-- START Passage --

Don't need this bit either.

> +out:
> +
> +	if (path)
> +		btrfs_free_path(path);

btrfs_free_path() already has a null check in there.

> +
> +	return ret;
> +}
> +
>   /*
>    * helper to process tree block while walking down the tree.
>    *
> @@ -7472,6 +7703,9 @@ static noinline int do_walk_down(struct btrfs_trans_handle *trans,
>
>   	if (wc->stage == DROP_REFERENCE) {
>   		if (wc->refs[level - 1] > 1) {
> +			account_shared_subtree(trans, root, next, generation,
> +					       level - 1);
> +

We don't pay attention to the return value, we should probably abort the
transaction if there is a problem.

>   			if (level == 1 &&
>   			    (wc->flags[0] & BTRFS_BLOCK_FLAG_FULL_BACKREF))

-- END Passage --
-- START Records for the exercise --

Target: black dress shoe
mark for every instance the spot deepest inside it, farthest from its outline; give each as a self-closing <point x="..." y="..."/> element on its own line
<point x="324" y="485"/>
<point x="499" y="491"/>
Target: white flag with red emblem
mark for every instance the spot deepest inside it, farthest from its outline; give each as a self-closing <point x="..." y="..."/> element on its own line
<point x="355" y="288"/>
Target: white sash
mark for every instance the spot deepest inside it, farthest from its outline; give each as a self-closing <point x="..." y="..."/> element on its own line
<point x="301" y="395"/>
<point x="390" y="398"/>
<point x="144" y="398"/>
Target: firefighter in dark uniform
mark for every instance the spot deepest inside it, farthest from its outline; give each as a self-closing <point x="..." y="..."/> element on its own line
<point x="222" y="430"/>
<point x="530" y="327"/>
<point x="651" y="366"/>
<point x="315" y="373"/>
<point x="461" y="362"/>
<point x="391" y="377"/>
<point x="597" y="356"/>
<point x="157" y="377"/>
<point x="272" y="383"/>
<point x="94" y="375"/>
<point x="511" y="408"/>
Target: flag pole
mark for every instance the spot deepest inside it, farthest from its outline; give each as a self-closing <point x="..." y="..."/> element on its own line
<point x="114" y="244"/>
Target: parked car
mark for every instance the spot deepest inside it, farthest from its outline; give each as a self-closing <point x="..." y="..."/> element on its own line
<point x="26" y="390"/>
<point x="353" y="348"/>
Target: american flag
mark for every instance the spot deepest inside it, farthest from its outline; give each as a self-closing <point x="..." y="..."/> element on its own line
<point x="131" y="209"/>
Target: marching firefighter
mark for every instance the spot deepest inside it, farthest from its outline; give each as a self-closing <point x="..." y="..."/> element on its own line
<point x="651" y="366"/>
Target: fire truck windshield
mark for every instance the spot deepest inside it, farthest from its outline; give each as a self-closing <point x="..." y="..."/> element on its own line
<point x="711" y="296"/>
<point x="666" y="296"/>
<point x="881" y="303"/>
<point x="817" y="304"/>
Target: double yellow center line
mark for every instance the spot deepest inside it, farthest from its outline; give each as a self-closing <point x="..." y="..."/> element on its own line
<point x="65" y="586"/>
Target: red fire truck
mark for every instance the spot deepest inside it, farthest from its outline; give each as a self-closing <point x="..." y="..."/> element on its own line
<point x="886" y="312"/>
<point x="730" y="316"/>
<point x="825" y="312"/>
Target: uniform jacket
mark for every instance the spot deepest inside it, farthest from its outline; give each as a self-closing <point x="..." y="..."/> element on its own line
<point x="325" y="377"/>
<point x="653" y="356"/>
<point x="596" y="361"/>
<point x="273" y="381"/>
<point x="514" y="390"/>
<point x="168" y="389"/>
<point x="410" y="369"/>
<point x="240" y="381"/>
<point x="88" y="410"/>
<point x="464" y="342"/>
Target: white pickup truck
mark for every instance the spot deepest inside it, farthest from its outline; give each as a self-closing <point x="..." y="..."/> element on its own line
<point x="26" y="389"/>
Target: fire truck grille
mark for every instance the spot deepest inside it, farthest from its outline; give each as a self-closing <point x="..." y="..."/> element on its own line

-- END Records for the exercise --

*What you will do:*
(a) In the code review, what does btrfs_free_path() already have in it?
(b) Rewrite the listing from the line with "Target: white pickup truck" through the last line of the listing, changing "grille" to "bumper" and leaving everything else unchanged; return only those lines.

*Replies:*
(a) A null check.

(b)
Target: white pickup truck
mark for every instance the spot deepest inside it, farthest from its outline; give each as a self-closing <point x="..." y="..."/> element on its own line
<point x="26" y="389"/>
Target: fire truck bumper
mark for every instance the spot deepest inside it, farthest from its outline; give each as a self-closing <point x="..." y="..."/> element on its own line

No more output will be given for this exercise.